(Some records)
☆ ☆ ☆ ☆

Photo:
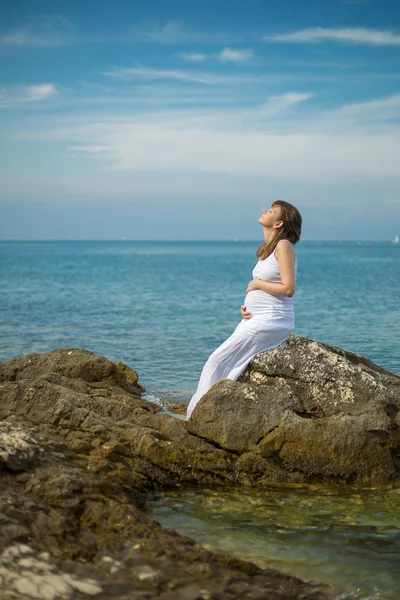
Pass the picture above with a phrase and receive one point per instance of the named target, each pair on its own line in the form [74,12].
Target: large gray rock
[311,409]
[79,450]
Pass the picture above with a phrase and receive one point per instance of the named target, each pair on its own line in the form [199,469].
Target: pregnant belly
[259,302]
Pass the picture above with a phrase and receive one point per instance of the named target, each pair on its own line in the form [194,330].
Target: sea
[162,308]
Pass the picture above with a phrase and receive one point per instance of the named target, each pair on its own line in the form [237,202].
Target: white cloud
[193,56]
[383,108]
[89,149]
[40,92]
[262,142]
[129,73]
[229,55]
[276,104]
[352,35]
[23,95]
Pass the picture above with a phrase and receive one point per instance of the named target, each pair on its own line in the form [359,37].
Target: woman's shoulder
[284,246]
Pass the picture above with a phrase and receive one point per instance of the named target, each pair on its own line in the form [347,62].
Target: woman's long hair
[290,230]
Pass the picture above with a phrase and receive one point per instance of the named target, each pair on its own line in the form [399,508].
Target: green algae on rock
[310,410]
[80,450]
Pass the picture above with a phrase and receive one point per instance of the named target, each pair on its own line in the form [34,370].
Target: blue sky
[179,120]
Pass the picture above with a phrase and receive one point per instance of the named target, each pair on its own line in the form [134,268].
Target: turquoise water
[348,539]
[164,307]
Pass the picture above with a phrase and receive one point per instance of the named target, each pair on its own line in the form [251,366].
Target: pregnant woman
[267,313]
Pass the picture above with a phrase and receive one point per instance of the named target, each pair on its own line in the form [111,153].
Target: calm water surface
[348,539]
[164,307]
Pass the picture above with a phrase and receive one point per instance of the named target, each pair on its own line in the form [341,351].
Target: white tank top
[257,301]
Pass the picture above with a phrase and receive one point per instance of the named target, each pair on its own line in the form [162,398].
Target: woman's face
[270,217]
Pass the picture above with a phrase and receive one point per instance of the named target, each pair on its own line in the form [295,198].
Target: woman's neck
[269,235]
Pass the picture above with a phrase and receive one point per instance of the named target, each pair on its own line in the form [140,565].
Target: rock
[311,409]
[81,450]
[18,448]
[237,415]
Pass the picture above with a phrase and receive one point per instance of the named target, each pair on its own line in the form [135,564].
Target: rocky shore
[81,450]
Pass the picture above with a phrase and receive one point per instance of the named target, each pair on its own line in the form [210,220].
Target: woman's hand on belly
[245,314]
[253,285]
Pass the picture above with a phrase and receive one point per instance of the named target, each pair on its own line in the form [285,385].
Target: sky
[172,120]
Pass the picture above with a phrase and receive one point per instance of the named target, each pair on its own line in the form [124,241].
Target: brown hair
[290,230]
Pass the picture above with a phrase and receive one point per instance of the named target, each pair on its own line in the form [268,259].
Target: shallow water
[349,539]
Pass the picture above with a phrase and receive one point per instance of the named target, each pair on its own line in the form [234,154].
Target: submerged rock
[79,452]
[313,410]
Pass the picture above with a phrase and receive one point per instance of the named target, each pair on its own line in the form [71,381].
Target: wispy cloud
[350,35]
[260,141]
[230,55]
[130,73]
[277,104]
[27,94]
[383,109]
[50,31]
[193,56]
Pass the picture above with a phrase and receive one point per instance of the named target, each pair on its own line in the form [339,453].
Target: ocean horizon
[163,306]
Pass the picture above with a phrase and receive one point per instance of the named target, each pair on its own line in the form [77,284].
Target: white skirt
[262,332]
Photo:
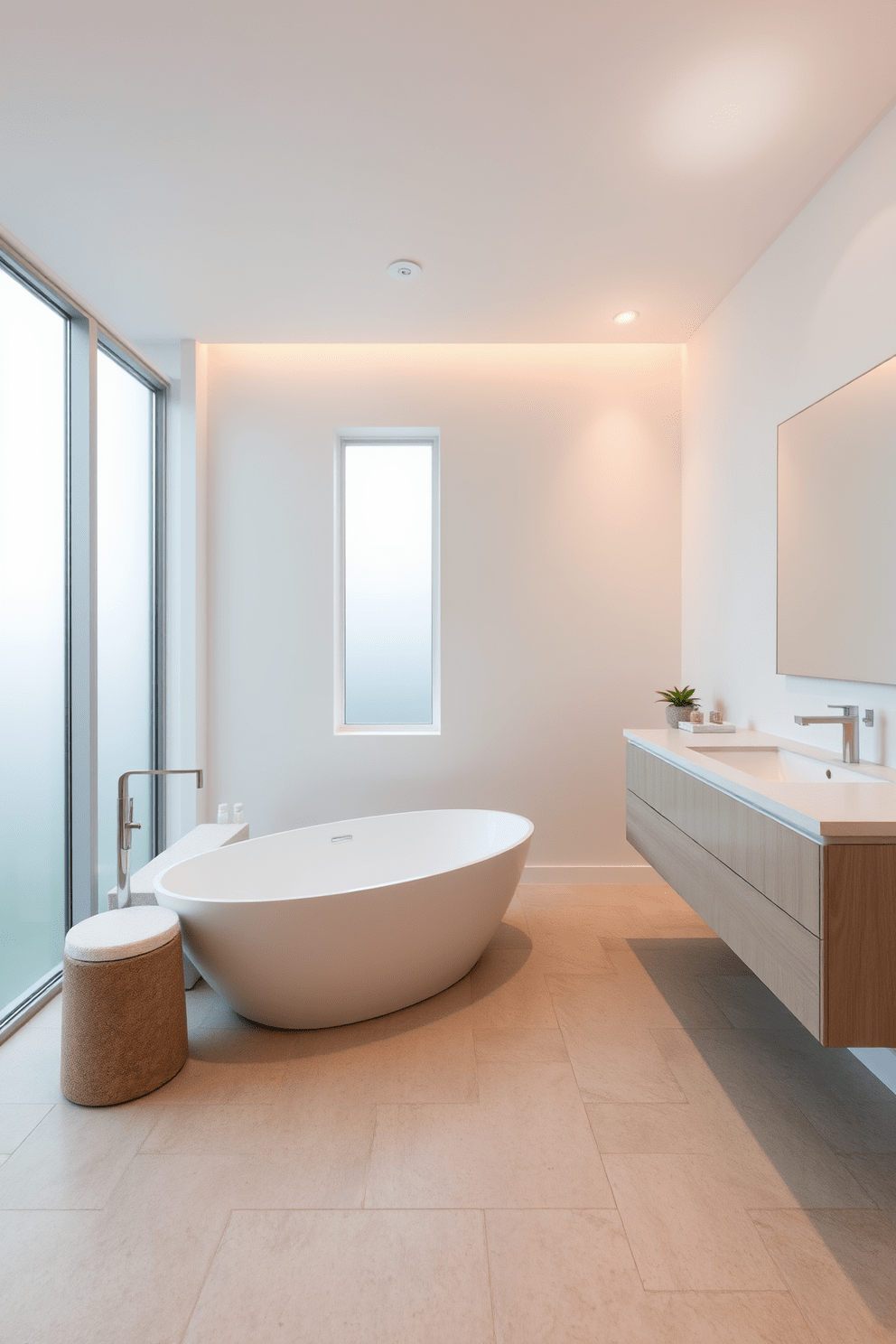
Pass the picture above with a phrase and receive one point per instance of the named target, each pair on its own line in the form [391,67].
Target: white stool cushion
[121,933]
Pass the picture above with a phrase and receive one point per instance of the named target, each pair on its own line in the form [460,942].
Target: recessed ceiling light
[405,270]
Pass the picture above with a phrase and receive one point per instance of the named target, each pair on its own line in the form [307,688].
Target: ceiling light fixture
[405,270]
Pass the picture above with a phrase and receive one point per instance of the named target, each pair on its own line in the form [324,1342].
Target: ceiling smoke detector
[405,270]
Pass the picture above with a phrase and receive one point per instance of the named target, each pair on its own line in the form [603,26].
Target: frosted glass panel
[388,583]
[33,638]
[124,605]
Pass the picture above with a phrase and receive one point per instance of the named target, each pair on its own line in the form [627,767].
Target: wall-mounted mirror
[837,534]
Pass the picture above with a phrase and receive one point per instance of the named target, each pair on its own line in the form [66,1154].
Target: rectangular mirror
[835,534]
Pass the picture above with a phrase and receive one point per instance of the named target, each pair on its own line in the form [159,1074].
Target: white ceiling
[242,173]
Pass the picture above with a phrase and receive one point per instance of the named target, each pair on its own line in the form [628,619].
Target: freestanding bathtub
[350,919]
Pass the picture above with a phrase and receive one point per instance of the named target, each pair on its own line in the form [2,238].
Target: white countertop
[203,837]
[817,809]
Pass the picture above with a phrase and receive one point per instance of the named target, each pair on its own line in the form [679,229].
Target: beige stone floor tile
[529,1044]
[30,1065]
[747,1003]
[372,1277]
[230,1066]
[563,1275]
[508,989]
[605,1023]
[18,1120]
[47,1018]
[688,958]
[838,1265]
[777,1157]
[568,938]
[201,1002]
[361,1063]
[852,1113]
[74,1157]
[527,1145]
[686,1226]
[876,1173]
[126,1274]
[568,1275]
[725,1319]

☆ ☆ ☆ ☆

From the "the form [2,238]." line to the close of the listing, restate each line word for word.

Task result>
Pass the picture above with a phrase and receive one point per instance of the named target, each pair on its own line in the form [2,238].
Target: white countertop
[203,837]
[817,809]
Pass the picture above with a phrase and receive one point per instance of the named target, each pair on its own line in the form [679,229].
Target: beige stone floor tile
[529,1044]
[30,1065]
[747,1003]
[372,1277]
[230,1066]
[563,1275]
[508,989]
[605,1023]
[18,1120]
[47,1018]
[688,958]
[838,1265]
[777,1157]
[568,938]
[201,1002]
[361,1063]
[852,1113]
[74,1157]
[527,1145]
[686,1226]
[876,1173]
[126,1274]
[568,1275]
[725,1319]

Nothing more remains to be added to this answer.